• DATA EXCERPTS:
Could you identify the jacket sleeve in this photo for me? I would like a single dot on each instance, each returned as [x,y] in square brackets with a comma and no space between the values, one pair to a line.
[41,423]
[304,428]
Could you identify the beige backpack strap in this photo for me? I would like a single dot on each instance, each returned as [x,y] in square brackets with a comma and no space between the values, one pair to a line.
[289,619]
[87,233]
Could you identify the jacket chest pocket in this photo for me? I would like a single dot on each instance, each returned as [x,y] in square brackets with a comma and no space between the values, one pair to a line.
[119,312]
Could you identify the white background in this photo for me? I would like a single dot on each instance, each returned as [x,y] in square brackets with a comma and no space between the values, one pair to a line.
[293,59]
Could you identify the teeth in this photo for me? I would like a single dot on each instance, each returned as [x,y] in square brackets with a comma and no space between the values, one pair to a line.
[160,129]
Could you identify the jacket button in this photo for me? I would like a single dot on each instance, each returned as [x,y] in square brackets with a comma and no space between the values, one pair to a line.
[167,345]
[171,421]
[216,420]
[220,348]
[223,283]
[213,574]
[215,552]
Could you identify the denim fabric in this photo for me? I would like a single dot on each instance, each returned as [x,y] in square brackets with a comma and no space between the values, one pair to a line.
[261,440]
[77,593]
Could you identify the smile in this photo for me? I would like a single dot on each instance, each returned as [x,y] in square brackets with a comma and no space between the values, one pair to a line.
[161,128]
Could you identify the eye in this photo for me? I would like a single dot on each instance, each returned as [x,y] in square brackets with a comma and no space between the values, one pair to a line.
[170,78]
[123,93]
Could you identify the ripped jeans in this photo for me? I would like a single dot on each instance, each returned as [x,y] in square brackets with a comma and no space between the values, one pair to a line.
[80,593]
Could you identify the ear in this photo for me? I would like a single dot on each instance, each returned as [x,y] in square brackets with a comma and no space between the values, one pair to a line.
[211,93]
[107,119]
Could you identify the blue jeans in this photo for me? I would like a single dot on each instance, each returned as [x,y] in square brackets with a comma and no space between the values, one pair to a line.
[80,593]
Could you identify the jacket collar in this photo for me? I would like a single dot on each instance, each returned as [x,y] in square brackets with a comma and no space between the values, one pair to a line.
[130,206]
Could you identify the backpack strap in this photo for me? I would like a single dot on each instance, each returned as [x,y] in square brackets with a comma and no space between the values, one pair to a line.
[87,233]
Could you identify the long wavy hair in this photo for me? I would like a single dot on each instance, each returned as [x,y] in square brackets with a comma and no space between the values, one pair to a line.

• EXERCISE PROMPT:
Could you copy out every record above exactly as it appears?

• REPLY TO THE EXERCISE:
Could you identify the jacket sleeve in this photo for me? I would like a single dot on each instance, each returned as [x,y] in square brackets with a comma and no space between the values, one pair to a line.
[41,423]
[304,428]
Could you identify the beige backpack strap in this photo for me? I would like a single dot on each instance, each returned as [x,y] in square brackets with a comma and no space between the values, one pair to a line.
[289,619]
[87,233]
Could you identify the jacket chest pocket in this photo for me? I would like a single dot on each instance, each returned as [x,y] in square brackets with a comma and no space between the values, one pair to a line.
[119,312]
Could you identify the white background in this photo for me? I would like a single dot on each instance, each returned as [x,y] in square brackets with a comma and no space between the values, one pair to a line.
[293,59]
Could you identify the teeth in this photo for me? I would like a single dot on each instance, each returned as [x,y] in square brackets with a comma and no space between the values, one pair to a line.
[160,129]
Could you identify the jacket button in this photo for me? I would like a single dot on each instance, each returned as [x,y] in square brackets with a comma and no space between the values, one pair to a line.
[167,345]
[171,421]
[216,420]
[220,348]
[223,283]
[213,574]
[215,552]
Could you identify the denim fabric in this photo for me? I would like a single dot on each instance, each returned as [x,y] in square brackets with a comma and no space between the values, one pair to a line.
[261,440]
[77,593]
Could you identify the smile in this photo for me? I would like a single dot on each instance, each returned as [x,y] in square brackets with a comma and no space between the values, one pair to a line.
[161,128]
Could you identify the eye in this photo for me? I would like a single dot on each instance, each returned as [x,y] in square brackets with a comma and no space between the values, one pair to a line.
[170,78]
[123,93]
Could you identify the ripped jeans in this photo for me? I would like a single dot on each instance, each returned as [x,y] in square brackets with a comma and no space between the values, one pair to a line.
[80,593]
Could you identify the ear in this photo for me? I would like a single dot on each instance, each returned as [x,y] in square brackets with a comma and no space between the values, one pair to a line.
[211,93]
[107,119]
Could you identify the blue jeans in this photo for me? I would like a single dot on each instance, each returned as [x,y] in square brackets with a comma and no space between the values, one pair to a line.
[80,593]
Could you identify the jacket collar in this photo for me? I would like a single dot on each instance, each returned as [x,y] in square brackets with a comma and no space between the values, one pair to a line.
[130,206]
Could you identify the backpack strap in this photo for me? I would like a single dot on each instance, each returned as [x,y] in square brackets with a comma and no space between the values, one pair to a line.
[87,233]
Could you identify the long wavy hair in this photo for me? I would like a single dot on each instance, each returned as [x,y] in square brackets with a comma and no space between the values, one pair to a line.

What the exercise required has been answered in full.